Top of Available records

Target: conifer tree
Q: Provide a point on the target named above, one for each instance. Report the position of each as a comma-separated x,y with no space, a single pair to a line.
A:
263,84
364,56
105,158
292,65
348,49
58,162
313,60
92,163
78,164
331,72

Bottom of Available records

§ Work request
Extract all of the data exactly as written.

§ Result for this exercise
Target: conifer tree
Q: Provide a point on the target named above, one for each instance. Report the position of each as a comma-separated x,y with no space, a single pair to a line.
A:
263,84
364,56
105,158
292,65
348,49
58,162
313,60
92,163
78,164
331,72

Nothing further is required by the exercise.